(Beginning of PAGE EXCERPT)
Background information
- Born: 1981 (age 43–44) Bray, County Wicklow, Ireland
- Genres: Folk, folk rock
- Occupation(s): Musician, singer-songwriter
- Instrument(s): Vocals, guitar, piano, harmonica, percussion
- Years active: 2000–present
- Labels: Tsuneni Ai (Abbey Records), Anvil, Bella Union, Lost Highway, Heavenly
- Website: fionnregan.com

= Fionn Regan =

Fionn Regan (born 1981) is an Irish folk musician and singer-songwriter. Born and raised in Bray, Regan came to prominence with the release of his debut studio album, The End of History in 2006. He had been releasing extended plays for six years on independent record labels prior to the album's release. Regan's second studio album, The Shadow of an Empire was released in 2010 to positive reviews and his third studio album, 100 Acres of Sycamore, was released in 2011. His fourth studio album, The Bunkhouse Vol. 1: Anchor Black Tattoo, was released in 2012.

Among the accolades Regan has received nominations for the Choice Music Prize in Ireland, the Mercury Prize in the United Kingdom and the Shortlist Music Prize in the United States. Regan has cited Bob Dylan and Neil Young as influences on his music and has been referred to by Lucinda Williams as "his generation's answer to Bob Dylan".

==Career==
Regan's early releases included the single "Little Miss Drunk", a 7", and two EPs titled Hotel Room and Reservoir, which were released on a small indie label, Anvil Records. He also self-released a 'tour only' EP called Campaign Button. Following these releases, in 2006 Regan signed to former Cocteau Twin Simon Raymonde's independent record label, Bella Union in the UK, resulting in Regan's debut album The End of History being released on 7 August 2006 to major critical acclaim. Regan was hailed as a leader of the new 'Brit' folk movement, The Guardian saying "Folk has a new Pied Piper."

Following his UK success, Regan was subsequently signed by the American label Lost Highway Records. The End of History was released in the US on 10 July 2007. The End of History was produced by Regan himself (mixing the album with Simon Raymonde). Mojo magazine gave the album four stars in a review that dubbed the disc "a debut that oozes rare confidence, startling maturity and originality". The album received a slew of 4 and 5 star reviews from publications including The Times and The Guardian.
(End of PAGE EXCERPT)
(Beginning of EXTRACTED ENTRIES)
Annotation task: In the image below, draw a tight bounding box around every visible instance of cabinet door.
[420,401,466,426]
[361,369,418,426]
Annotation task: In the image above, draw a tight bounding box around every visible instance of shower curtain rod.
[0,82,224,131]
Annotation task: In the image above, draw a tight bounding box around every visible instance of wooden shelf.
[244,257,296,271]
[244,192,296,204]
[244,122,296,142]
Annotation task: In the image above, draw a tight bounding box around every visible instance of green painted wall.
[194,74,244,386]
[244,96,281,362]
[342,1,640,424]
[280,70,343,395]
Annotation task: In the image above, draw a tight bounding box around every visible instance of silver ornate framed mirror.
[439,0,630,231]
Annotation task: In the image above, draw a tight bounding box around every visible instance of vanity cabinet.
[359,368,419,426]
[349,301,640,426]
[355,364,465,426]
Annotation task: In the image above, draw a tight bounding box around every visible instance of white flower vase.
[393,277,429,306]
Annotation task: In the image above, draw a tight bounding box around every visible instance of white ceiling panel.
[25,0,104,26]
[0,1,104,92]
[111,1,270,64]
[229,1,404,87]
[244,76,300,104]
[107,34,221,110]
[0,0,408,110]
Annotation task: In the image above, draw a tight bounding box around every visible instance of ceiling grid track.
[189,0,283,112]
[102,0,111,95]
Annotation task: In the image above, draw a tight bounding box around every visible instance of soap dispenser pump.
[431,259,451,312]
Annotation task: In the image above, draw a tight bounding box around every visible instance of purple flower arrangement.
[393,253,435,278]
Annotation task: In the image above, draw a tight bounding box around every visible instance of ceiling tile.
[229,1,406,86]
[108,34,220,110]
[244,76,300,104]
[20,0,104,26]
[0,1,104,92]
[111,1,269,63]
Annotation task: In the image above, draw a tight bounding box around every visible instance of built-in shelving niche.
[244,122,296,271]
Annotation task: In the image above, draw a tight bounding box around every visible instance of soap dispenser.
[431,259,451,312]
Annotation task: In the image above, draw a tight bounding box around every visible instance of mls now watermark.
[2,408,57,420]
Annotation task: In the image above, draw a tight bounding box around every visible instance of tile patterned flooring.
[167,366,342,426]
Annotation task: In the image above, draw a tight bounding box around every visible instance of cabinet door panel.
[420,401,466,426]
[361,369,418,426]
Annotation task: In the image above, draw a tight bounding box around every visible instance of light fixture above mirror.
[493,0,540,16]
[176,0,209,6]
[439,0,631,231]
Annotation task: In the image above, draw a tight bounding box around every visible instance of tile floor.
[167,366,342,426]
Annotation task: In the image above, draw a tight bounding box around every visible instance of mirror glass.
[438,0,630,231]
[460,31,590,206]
(End of EXTRACTED ENTRIES)
Translate into Spanish this sentence from the text on Fionn Regan: "Fionn Regan (born 1981) is an Irish folk musician and singer-songwriter."

Fionn Regan (nacido en 1981) es un músico de folk y cantautor irlandés.